*INPUT FOR THIS TASK:*
=== Section Start ===
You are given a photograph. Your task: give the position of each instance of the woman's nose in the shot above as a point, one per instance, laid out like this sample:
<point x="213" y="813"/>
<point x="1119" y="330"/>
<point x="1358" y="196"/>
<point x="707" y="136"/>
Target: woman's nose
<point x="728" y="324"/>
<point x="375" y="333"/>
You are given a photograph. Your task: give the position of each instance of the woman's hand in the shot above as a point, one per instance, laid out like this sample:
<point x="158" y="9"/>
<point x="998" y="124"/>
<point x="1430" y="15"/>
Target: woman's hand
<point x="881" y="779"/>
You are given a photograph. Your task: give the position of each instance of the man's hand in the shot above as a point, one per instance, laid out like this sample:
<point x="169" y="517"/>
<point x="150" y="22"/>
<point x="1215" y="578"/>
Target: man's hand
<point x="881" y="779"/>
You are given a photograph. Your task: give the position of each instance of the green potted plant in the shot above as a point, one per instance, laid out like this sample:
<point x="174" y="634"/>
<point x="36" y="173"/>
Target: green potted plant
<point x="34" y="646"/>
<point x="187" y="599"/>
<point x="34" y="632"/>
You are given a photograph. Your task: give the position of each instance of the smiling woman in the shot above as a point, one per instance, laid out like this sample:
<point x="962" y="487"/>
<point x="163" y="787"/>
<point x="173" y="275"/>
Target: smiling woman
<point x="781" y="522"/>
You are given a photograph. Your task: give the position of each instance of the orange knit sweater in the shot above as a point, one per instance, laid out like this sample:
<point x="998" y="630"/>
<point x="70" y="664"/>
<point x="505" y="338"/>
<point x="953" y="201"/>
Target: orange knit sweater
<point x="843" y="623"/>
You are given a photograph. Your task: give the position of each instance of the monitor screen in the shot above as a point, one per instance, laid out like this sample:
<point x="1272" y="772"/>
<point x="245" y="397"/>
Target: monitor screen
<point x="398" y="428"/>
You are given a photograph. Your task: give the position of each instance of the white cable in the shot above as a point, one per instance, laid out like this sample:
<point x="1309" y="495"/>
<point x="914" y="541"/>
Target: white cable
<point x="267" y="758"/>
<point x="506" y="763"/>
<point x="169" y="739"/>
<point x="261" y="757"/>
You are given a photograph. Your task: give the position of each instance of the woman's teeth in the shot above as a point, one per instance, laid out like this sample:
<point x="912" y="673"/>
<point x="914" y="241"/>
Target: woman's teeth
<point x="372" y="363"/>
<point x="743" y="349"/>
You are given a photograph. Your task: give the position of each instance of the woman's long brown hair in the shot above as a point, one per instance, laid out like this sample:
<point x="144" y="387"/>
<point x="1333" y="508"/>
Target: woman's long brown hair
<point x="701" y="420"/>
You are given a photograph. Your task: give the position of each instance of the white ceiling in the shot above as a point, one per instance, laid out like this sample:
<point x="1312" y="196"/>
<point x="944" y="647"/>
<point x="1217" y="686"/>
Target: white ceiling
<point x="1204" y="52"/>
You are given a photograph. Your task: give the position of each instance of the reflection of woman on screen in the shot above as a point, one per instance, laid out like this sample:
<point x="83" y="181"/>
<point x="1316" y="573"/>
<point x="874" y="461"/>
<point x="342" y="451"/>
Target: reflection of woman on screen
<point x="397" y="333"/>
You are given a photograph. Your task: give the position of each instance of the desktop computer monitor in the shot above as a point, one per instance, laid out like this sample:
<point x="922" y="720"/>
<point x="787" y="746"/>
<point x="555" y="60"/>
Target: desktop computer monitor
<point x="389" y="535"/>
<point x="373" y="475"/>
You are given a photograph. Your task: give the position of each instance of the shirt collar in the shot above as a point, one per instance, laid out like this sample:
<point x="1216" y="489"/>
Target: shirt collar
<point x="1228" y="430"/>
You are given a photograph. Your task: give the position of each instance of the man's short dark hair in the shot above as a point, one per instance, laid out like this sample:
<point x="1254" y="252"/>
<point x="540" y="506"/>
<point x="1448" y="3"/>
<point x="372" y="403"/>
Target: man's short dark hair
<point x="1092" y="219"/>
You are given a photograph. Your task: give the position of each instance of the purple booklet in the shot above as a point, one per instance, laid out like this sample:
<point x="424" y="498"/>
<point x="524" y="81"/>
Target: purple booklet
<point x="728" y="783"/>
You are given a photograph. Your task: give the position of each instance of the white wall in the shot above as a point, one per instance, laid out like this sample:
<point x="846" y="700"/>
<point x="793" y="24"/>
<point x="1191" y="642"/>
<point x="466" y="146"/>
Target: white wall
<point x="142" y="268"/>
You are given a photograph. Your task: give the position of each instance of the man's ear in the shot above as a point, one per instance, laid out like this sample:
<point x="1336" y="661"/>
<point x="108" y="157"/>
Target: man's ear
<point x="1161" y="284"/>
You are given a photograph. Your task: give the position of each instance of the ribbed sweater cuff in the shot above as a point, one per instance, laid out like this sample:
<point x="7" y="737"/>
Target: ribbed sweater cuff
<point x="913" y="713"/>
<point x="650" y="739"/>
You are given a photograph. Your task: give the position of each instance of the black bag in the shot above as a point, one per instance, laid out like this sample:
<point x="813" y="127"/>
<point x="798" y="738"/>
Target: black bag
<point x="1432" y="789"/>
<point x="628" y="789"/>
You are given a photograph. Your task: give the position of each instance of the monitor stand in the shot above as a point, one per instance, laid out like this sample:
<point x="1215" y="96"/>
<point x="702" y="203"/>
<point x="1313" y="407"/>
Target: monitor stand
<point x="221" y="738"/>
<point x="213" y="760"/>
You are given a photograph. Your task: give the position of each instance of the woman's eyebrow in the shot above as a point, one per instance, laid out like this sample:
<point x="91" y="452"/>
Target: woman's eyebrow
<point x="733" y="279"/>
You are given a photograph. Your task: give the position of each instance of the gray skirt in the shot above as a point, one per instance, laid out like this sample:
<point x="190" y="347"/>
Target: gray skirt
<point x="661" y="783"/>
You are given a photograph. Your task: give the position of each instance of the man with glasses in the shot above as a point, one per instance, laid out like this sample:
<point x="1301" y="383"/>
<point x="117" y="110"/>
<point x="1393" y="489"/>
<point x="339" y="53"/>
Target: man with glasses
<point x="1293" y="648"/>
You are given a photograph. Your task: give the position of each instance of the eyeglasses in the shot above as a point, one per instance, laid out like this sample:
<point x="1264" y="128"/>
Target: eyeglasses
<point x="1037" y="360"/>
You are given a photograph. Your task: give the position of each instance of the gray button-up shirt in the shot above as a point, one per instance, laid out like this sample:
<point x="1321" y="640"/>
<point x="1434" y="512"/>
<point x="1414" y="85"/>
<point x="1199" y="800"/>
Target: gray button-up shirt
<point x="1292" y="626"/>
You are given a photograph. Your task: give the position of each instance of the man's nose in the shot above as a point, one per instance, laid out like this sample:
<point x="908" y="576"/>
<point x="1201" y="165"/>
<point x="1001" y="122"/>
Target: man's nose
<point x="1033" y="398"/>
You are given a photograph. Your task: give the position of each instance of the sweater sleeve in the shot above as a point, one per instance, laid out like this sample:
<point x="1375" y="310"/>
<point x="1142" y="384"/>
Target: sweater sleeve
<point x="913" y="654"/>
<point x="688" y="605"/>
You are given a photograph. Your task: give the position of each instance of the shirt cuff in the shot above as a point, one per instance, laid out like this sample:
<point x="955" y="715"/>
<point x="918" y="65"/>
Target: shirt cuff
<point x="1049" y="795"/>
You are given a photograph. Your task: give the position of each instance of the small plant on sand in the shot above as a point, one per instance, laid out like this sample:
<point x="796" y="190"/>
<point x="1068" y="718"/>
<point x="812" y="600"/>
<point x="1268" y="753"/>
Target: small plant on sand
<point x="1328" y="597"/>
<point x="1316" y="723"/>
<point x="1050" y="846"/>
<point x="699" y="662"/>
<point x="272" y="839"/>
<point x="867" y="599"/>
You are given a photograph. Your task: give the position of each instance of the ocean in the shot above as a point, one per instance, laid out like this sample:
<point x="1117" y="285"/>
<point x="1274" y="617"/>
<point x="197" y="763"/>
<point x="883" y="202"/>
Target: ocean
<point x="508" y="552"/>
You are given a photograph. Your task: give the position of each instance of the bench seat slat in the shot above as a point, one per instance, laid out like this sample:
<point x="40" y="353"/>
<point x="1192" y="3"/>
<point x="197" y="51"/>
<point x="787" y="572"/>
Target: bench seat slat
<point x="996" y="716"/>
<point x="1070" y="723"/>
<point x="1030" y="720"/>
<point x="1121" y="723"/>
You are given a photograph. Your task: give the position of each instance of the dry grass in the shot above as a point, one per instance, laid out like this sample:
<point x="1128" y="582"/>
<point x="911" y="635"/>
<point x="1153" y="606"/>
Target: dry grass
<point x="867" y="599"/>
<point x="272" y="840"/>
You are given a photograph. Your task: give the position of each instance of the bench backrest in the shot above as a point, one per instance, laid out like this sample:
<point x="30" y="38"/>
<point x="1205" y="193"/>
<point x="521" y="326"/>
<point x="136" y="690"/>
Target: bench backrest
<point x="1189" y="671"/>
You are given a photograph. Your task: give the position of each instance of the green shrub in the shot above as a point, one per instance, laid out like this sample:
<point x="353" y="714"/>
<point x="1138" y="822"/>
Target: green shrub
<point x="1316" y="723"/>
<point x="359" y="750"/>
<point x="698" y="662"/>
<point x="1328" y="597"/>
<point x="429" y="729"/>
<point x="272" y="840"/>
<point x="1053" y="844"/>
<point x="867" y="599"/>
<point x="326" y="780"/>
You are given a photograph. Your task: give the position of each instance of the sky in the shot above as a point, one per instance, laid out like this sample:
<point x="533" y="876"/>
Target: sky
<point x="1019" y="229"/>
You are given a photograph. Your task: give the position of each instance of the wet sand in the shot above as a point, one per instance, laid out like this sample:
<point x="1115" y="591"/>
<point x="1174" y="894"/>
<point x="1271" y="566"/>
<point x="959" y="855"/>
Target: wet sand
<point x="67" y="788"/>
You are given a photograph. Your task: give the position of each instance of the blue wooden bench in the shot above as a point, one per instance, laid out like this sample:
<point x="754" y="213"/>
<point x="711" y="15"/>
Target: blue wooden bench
=== Section End ===
*ABOUT THIS EXERCISE:*
Find every line in the records that uses the string "blue", then copy it.

*REPLY:*
You are given a photograph. Your task: give the position of each instance of the blue wooden bench in the shot above as a point, one per instance, laid out like this sample:
Target: blue wooden bench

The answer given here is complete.